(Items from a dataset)
========
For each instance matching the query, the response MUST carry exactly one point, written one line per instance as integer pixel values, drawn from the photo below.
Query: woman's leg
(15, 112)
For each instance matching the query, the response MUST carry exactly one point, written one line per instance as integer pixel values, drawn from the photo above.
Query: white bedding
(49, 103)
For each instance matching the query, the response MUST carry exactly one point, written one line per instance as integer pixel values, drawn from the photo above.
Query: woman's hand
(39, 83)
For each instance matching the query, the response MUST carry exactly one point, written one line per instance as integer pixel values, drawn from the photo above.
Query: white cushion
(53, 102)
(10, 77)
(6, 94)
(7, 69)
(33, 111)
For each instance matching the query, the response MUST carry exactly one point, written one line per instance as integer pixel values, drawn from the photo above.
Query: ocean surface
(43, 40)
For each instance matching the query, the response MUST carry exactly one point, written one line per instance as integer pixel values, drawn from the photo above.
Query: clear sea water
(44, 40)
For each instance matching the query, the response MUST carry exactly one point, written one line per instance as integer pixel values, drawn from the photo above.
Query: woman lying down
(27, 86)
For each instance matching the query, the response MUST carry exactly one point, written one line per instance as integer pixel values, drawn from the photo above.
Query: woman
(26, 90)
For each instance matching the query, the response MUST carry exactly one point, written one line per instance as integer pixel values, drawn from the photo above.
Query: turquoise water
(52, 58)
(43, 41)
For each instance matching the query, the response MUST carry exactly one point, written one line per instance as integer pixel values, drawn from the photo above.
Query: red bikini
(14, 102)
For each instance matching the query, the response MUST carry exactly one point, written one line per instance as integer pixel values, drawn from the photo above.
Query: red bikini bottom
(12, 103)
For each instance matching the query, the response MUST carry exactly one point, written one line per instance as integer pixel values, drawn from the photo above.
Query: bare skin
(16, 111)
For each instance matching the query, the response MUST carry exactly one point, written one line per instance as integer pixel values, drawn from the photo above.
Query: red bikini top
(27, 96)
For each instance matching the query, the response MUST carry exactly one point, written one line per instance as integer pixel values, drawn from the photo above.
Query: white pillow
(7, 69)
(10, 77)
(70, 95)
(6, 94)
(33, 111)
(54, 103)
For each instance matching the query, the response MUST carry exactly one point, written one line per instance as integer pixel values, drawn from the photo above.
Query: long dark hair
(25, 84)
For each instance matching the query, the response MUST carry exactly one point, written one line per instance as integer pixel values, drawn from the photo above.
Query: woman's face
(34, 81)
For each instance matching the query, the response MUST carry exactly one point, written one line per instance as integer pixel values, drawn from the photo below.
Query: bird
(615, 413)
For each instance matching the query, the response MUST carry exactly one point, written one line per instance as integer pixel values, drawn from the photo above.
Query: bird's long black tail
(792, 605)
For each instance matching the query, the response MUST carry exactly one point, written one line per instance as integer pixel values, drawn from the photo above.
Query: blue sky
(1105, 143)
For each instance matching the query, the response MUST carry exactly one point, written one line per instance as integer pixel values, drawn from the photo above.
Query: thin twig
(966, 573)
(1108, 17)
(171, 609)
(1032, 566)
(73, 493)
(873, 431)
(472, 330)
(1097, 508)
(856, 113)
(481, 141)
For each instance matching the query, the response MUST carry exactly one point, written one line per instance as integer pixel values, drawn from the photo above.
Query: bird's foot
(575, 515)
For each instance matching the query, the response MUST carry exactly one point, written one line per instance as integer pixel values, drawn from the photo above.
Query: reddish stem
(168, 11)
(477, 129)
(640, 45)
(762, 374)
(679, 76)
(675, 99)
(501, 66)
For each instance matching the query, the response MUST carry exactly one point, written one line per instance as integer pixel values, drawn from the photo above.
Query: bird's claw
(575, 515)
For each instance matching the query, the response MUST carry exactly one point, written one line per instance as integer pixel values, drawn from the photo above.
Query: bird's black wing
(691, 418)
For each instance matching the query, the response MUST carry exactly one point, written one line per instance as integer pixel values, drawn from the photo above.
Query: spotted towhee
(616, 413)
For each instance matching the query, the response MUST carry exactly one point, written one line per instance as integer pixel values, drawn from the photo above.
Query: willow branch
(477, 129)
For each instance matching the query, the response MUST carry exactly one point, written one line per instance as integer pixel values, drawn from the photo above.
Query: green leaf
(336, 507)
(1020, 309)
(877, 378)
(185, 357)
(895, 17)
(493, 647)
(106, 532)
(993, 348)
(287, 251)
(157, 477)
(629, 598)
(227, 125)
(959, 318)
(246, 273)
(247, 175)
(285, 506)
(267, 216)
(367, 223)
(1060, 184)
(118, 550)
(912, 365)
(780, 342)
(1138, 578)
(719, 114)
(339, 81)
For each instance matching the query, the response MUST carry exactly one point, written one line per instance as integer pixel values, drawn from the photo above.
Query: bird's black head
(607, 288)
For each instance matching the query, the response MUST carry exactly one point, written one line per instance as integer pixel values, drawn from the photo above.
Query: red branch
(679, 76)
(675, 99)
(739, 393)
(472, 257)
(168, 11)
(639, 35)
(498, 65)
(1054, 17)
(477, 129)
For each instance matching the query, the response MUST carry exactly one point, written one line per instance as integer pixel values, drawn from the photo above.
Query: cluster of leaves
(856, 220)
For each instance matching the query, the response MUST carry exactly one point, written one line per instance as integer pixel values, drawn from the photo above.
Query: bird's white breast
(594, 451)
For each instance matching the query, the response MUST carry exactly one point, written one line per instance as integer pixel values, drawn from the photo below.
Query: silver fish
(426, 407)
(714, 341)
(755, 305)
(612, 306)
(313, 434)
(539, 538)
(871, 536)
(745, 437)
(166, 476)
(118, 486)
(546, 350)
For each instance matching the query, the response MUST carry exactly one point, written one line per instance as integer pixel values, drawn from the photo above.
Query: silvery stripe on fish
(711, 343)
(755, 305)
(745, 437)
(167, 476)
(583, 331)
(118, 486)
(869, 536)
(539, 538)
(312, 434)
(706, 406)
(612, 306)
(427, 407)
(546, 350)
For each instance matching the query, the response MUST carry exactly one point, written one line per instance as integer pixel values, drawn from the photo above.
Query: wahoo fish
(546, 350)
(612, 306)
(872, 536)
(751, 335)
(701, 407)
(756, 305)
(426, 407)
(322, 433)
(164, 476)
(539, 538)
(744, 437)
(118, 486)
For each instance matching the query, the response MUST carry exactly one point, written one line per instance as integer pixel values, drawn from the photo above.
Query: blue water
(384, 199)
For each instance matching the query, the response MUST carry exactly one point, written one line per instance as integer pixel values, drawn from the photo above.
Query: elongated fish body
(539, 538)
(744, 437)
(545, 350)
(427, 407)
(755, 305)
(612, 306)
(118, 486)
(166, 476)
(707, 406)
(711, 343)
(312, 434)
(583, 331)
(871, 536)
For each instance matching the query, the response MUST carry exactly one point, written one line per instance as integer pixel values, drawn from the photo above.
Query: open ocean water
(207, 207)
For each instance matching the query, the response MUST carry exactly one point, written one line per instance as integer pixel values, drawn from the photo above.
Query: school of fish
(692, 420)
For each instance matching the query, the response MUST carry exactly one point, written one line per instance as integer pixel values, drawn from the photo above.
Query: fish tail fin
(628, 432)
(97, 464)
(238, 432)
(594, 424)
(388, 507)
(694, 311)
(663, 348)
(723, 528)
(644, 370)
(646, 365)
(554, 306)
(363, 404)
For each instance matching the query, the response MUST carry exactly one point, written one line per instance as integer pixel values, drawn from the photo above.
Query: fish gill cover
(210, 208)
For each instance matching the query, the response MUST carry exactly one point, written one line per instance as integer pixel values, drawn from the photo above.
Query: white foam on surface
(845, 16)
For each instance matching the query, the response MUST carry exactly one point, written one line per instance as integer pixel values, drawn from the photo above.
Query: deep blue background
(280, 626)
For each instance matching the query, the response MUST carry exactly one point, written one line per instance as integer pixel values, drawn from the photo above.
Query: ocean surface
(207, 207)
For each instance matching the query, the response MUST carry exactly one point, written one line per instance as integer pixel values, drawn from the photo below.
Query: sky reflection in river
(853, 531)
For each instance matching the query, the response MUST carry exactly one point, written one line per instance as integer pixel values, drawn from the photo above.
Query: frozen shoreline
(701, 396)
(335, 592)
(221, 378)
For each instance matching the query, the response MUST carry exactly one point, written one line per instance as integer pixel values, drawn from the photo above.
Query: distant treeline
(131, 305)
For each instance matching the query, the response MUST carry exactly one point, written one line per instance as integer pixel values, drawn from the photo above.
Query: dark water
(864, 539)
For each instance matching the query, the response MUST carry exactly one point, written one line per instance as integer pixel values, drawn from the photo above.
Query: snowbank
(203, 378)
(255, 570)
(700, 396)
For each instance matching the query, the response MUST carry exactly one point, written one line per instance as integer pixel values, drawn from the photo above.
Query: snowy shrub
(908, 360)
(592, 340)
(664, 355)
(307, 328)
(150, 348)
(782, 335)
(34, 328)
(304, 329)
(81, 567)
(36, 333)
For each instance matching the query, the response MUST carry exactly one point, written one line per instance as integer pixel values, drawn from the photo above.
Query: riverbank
========
Work item: Give again the closing portion of the entries, from the line with "Query: dark water" through the last line. Keep it exact and add nothing.

Answer:
Query: dark water
(864, 539)
For each instance matching the query, the response MUST carry exactly one point, written one line per instance as integer pixel values, drawn from the photo above.
Query: snowbank
(203, 378)
(255, 570)
(700, 396)
For each instance matching the query, the response MUST carry exactly one point, written one line per instance as integer pixel values, drawn from the photo above.
Query: snowy shrub
(908, 360)
(592, 340)
(664, 355)
(307, 328)
(150, 348)
(782, 335)
(34, 328)
(304, 329)
(81, 567)
(36, 333)
For each instance matching the query, the response MUST carry exactly one point, written one line per instance as integer pixel values, drawn from the photo above.
Query: riverbank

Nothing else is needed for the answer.